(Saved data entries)
◇ ◇ ◇ ◇ ◇

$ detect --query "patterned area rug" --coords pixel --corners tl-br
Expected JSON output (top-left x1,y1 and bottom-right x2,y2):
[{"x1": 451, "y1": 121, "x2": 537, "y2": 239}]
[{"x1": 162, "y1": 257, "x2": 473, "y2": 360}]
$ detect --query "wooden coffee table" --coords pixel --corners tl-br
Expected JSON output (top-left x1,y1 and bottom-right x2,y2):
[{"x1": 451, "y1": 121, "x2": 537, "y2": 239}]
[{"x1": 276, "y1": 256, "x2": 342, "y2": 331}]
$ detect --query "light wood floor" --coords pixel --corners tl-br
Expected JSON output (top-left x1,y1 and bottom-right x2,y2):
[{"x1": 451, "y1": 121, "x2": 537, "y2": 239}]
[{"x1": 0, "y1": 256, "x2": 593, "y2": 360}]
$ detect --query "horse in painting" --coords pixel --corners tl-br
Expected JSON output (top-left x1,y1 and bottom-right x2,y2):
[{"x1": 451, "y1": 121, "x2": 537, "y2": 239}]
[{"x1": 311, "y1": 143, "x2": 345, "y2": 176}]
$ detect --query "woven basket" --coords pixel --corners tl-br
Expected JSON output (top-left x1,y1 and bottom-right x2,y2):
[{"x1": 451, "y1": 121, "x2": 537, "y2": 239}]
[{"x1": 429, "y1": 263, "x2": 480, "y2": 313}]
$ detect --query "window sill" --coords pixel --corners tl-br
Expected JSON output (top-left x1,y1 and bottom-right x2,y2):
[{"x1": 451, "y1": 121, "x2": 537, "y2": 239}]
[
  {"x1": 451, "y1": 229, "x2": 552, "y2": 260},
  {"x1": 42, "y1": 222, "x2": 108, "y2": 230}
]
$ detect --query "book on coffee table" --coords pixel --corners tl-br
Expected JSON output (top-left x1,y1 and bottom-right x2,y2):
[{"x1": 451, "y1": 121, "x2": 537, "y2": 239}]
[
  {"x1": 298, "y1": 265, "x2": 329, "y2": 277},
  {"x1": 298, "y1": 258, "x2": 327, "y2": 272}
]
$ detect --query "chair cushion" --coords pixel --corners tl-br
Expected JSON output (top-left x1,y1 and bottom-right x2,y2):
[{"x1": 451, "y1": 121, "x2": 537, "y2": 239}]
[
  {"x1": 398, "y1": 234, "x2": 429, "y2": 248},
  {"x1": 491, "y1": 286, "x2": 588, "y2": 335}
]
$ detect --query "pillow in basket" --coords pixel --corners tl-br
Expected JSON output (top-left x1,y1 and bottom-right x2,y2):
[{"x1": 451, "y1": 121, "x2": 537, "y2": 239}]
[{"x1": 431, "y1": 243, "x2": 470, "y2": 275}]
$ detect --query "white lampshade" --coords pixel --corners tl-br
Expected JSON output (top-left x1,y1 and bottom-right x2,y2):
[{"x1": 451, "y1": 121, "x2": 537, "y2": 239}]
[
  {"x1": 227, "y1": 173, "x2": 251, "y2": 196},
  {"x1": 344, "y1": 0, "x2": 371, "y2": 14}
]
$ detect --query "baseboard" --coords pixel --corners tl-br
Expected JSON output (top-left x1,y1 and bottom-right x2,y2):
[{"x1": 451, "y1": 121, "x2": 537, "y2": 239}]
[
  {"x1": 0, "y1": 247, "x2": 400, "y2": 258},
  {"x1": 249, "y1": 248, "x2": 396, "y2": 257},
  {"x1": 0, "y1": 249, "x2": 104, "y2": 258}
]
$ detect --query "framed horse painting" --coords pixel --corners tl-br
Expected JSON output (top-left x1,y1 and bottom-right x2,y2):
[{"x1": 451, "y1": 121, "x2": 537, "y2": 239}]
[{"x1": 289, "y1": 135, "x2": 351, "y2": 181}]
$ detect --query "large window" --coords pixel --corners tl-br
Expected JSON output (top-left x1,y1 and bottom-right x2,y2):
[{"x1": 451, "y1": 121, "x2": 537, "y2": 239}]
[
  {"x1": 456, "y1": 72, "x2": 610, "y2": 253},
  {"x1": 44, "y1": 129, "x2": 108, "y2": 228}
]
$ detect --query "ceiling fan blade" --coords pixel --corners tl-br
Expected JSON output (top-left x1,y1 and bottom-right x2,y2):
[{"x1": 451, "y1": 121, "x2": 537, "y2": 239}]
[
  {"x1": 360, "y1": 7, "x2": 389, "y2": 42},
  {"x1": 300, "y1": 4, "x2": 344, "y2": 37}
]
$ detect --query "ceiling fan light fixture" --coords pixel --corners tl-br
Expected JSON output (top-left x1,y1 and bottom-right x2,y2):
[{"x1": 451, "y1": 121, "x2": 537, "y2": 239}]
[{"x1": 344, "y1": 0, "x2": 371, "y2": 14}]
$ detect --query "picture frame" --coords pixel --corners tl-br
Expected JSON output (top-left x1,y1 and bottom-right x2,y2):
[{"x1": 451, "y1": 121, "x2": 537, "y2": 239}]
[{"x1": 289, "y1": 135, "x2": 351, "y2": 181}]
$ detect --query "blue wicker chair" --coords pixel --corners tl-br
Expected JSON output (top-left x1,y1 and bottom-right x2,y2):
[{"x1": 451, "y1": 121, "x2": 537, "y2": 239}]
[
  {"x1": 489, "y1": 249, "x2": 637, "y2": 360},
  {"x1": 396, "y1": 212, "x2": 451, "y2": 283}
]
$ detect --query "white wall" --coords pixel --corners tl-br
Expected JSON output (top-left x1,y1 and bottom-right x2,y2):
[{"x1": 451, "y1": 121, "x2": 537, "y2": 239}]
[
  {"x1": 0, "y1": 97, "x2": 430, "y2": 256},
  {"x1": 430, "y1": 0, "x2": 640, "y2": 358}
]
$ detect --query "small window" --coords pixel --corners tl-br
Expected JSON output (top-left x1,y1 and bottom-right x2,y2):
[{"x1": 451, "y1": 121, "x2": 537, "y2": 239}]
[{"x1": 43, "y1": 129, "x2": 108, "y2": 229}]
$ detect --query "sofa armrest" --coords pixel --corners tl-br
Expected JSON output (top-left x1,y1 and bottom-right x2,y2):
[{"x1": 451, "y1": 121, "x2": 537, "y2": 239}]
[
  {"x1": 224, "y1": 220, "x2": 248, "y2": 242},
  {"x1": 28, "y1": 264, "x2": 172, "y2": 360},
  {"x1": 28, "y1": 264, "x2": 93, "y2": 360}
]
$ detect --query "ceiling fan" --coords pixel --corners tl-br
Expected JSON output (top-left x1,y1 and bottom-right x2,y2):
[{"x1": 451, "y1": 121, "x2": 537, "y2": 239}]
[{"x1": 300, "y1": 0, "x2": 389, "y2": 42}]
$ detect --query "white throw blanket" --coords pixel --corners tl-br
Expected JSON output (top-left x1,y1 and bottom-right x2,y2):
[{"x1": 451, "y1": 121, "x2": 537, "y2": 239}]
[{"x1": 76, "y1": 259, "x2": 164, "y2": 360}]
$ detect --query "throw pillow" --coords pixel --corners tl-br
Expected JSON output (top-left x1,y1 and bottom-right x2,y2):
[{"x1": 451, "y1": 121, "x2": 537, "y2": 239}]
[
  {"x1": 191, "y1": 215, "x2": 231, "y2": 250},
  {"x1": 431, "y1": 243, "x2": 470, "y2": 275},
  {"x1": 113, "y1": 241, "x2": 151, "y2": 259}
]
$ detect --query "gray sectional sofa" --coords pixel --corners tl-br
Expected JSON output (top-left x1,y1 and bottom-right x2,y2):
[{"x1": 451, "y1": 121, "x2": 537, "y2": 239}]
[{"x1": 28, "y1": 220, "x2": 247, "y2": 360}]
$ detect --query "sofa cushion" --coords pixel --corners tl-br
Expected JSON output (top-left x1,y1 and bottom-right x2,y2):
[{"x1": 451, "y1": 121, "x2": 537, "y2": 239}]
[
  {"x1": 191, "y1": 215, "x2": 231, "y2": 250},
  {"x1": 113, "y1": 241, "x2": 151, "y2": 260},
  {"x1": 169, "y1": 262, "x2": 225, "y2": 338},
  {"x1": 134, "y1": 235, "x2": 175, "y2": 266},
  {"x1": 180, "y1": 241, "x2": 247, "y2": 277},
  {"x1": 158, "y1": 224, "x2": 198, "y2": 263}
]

◇ ◇ ◇ ◇ ◇

Extract every line of the saved data entries that contains the string "table", matching case exactly, and copy each one without changes.

Answer to this task:
$ detect --query "wooden coffee table" --coords pixel --corners tl-br
$ detect --query "book on coffee table" --coords pixel --corners tl-br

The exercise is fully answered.